# What needs to be done
Transcribe, word for word, the line containing "Return one point per instance of the light" and each line following it through the end of the listing below. Omit all other lines.

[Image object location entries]
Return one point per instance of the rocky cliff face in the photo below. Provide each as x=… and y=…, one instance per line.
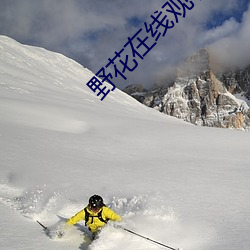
x=201, y=97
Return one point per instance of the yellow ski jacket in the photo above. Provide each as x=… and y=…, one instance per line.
x=94, y=223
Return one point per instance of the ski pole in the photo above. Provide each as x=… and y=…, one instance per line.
x=45, y=228
x=146, y=238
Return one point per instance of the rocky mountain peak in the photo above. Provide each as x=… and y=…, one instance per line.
x=201, y=97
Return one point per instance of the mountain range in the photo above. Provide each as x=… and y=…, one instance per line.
x=202, y=94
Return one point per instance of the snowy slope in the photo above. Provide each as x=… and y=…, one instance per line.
x=182, y=185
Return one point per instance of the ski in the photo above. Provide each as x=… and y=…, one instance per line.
x=51, y=234
x=45, y=228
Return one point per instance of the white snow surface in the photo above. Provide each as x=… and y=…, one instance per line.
x=182, y=185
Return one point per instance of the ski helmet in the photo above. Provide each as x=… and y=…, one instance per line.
x=95, y=202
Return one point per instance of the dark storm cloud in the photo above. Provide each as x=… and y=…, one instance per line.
x=90, y=31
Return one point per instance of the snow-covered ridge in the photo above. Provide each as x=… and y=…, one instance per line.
x=182, y=185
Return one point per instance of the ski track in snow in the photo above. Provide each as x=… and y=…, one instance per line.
x=55, y=135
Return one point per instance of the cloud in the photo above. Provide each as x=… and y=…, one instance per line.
x=90, y=31
x=233, y=50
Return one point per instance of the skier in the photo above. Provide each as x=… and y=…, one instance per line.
x=95, y=214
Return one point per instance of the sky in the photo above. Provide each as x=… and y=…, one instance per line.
x=91, y=31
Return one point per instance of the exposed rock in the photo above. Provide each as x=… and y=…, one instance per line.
x=200, y=97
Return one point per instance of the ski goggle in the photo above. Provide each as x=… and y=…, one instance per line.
x=94, y=208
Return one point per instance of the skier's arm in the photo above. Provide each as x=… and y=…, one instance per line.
x=77, y=217
x=110, y=214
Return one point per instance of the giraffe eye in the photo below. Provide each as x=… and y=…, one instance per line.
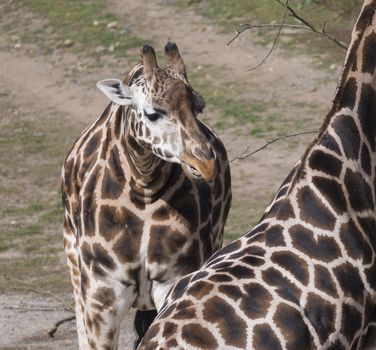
x=152, y=116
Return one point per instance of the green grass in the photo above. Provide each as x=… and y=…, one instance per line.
x=31, y=153
x=50, y=24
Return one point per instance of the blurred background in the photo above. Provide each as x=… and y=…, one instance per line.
x=51, y=55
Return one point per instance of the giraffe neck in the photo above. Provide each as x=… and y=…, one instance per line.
x=149, y=173
x=355, y=93
x=350, y=125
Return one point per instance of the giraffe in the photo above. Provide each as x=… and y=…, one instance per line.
x=146, y=191
x=305, y=276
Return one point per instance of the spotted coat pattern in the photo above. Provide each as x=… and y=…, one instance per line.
x=135, y=220
x=305, y=276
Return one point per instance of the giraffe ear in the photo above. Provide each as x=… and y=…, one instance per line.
x=116, y=91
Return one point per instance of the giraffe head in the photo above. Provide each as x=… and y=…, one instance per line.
x=165, y=112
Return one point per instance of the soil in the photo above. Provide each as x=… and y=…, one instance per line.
x=38, y=81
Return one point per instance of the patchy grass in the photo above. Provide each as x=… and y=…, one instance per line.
x=79, y=27
x=31, y=216
x=337, y=15
x=254, y=118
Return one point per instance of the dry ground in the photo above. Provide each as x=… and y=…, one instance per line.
x=47, y=98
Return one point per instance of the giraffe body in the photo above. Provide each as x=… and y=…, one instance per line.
x=146, y=192
x=305, y=276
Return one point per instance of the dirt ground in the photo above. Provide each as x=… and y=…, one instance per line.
x=36, y=83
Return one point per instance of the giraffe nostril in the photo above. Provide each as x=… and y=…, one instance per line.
x=205, y=153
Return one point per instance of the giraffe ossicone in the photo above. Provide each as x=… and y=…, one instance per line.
x=305, y=276
x=146, y=191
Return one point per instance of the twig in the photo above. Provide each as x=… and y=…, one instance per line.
x=274, y=41
x=305, y=26
x=323, y=31
x=244, y=154
x=53, y=330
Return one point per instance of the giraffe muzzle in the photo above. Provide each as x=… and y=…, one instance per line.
x=200, y=169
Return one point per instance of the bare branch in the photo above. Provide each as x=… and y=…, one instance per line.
x=275, y=39
x=244, y=154
x=304, y=26
x=57, y=324
x=323, y=32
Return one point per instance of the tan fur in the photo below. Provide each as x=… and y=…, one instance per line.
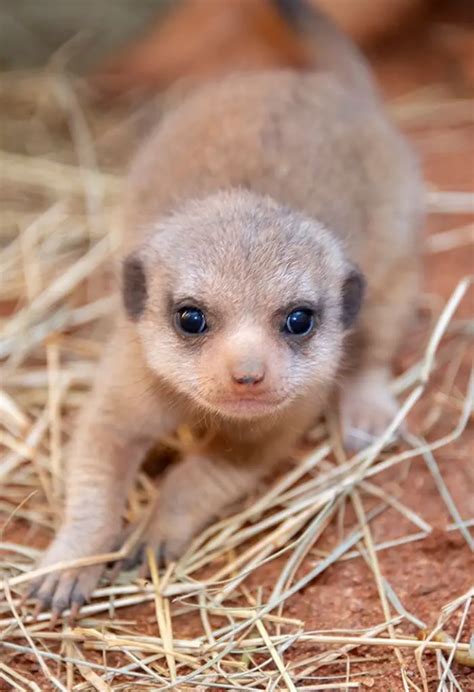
x=256, y=192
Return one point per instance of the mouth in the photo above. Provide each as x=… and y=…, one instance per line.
x=248, y=407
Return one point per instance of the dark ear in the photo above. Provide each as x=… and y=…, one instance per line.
x=134, y=288
x=352, y=294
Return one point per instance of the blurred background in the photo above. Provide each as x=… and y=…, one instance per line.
x=142, y=42
x=81, y=83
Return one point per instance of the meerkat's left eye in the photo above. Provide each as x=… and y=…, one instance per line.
x=191, y=320
x=299, y=322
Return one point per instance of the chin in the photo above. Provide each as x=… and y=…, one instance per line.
x=247, y=409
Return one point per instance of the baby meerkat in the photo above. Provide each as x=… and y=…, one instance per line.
x=252, y=214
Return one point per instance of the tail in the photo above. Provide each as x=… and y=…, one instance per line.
x=328, y=47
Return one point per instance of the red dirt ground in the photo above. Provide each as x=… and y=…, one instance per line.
x=427, y=574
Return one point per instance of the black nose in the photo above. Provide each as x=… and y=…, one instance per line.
x=251, y=378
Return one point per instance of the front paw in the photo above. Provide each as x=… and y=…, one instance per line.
x=367, y=408
x=70, y=587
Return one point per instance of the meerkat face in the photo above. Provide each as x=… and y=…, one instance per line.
x=241, y=304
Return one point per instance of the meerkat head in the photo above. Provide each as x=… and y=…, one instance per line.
x=241, y=304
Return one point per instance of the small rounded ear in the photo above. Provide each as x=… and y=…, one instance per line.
x=353, y=290
x=134, y=288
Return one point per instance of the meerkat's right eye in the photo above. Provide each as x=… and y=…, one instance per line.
x=191, y=320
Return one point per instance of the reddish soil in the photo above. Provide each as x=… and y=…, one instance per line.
x=429, y=573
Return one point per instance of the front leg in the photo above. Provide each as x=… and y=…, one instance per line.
x=116, y=427
x=367, y=406
x=196, y=491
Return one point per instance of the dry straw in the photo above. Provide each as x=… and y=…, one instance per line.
x=56, y=239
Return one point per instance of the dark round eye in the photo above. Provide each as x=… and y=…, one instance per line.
x=191, y=320
x=299, y=322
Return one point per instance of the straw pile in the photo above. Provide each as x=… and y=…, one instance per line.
x=212, y=627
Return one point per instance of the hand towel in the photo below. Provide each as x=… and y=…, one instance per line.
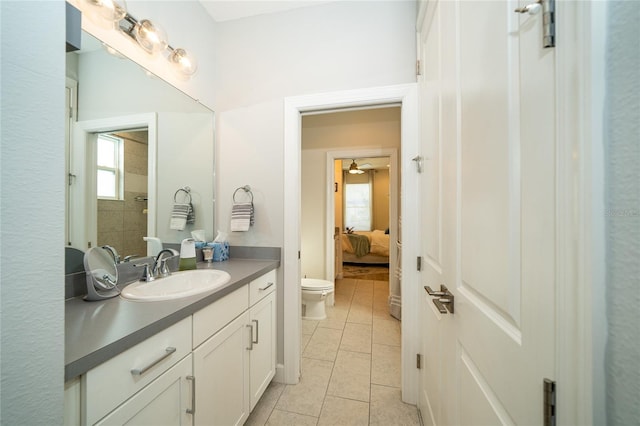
x=191, y=215
x=241, y=214
x=179, y=216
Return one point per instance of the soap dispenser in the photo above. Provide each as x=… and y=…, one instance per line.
x=187, y=254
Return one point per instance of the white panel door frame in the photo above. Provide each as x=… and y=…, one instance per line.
x=293, y=108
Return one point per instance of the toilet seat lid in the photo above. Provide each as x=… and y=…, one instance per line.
x=316, y=284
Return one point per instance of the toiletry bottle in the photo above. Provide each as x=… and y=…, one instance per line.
x=187, y=254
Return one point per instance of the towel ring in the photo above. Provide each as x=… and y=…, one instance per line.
x=186, y=190
x=246, y=189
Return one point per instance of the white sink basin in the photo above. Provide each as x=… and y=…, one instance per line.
x=176, y=286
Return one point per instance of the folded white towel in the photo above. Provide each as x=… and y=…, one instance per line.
x=241, y=216
x=179, y=216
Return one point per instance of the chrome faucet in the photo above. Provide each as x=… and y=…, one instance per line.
x=160, y=267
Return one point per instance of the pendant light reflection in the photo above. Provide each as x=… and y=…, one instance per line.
x=150, y=37
x=353, y=168
x=183, y=62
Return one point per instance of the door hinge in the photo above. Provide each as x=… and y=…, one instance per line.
x=549, y=402
x=549, y=23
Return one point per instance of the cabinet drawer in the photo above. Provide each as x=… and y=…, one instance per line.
x=207, y=321
x=262, y=286
x=114, y=381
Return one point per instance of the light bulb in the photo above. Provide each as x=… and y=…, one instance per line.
x=183, y=62
x=150, y=37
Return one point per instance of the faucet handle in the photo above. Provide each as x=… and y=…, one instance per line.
x=146, y=274
x=164, y=268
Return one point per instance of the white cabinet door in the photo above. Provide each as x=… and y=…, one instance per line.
x=221, y=366
x=165, y=401
x=263, y=353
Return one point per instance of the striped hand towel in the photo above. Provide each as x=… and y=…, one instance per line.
x=241, y=214
x=179, y=216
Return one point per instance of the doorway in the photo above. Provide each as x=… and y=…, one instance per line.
x=406, y=96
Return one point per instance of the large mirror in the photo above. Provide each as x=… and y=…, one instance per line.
x=134, y=144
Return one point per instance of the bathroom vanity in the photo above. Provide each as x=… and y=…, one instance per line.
x=200, y=360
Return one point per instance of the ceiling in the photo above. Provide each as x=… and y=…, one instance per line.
x=227, y=10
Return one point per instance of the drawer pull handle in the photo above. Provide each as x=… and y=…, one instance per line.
x=141, y=371
x=257, y=331
x=192, y=410
x=250, y=326
x=265, y=287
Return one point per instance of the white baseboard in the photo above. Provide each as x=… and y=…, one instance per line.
x=279, y=377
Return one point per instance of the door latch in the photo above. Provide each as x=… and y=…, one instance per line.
x=443, y=299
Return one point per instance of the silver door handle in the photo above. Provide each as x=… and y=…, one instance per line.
x=250, y=326
x=257, y=331
x=265, y=287
x=192, y=410
x=531, y=9
x=141, y=371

# Output for this task
Return one point per instance of the light bulb in the photo above. Provide each as x=… and y=…, one instance per line.
x=183, y=62
x=150, y=37
Return one point per instance of the faucet handle in the photo above. Provide each as x=… and y=…, one instance per line.
x=146, y=274
x=164, y=268
Return one point per instance of the white cabinet door in the photo above. Provide each as x=… and y=…, one instance per line.
x=221, y=366
x=165, y=401
x=263, y=353
Return one point per instance of the striped hand towel in the photo above. Provide each as x=… and y=…, one instance per line.
x=241, y=214
x=179, y=216
Return one point per instance of the doorway in the photo above. Provide each as x=… and y=…, one instance per line.
x=406, y=96
Return one point per instance of the large mirror in the photo above. Provide each as x=… and y=…, one instance per line.
x=134, y=144
Return one point per instance of the bathroom vanity in the photo above. Provide each as x=… and y=…, one instance per line.
x=200, y=360
Return one point per instance of the ceiling in the photo above. Provide each as x=… and y=…, one instance per line.
x=227, y=10
Return one point per instance of the drawer pull handle in the photo above. Provide each as x=… and y=…, one instance per line.
x=141, y=371
x=257, y=331
x=192, y=410
x=250, y=326
x=265, y=287
Return one point per instance of the white baseboard in the photo above. Provide each as x=… and y=…, one instance per line.
x=279, y=377
Return one point per instance of the door latch in the photo above. Provide each as x=… and y=…, one instance per line.
x=443, y=299
Return one point per instance of the silver door handle in the photo above. Provide each as x=… and y=…, one instance per line.
x=250, y=326
x=257, y=331
x=265, y=287
x=192, y=410
x=531, y=9
x=141, y=371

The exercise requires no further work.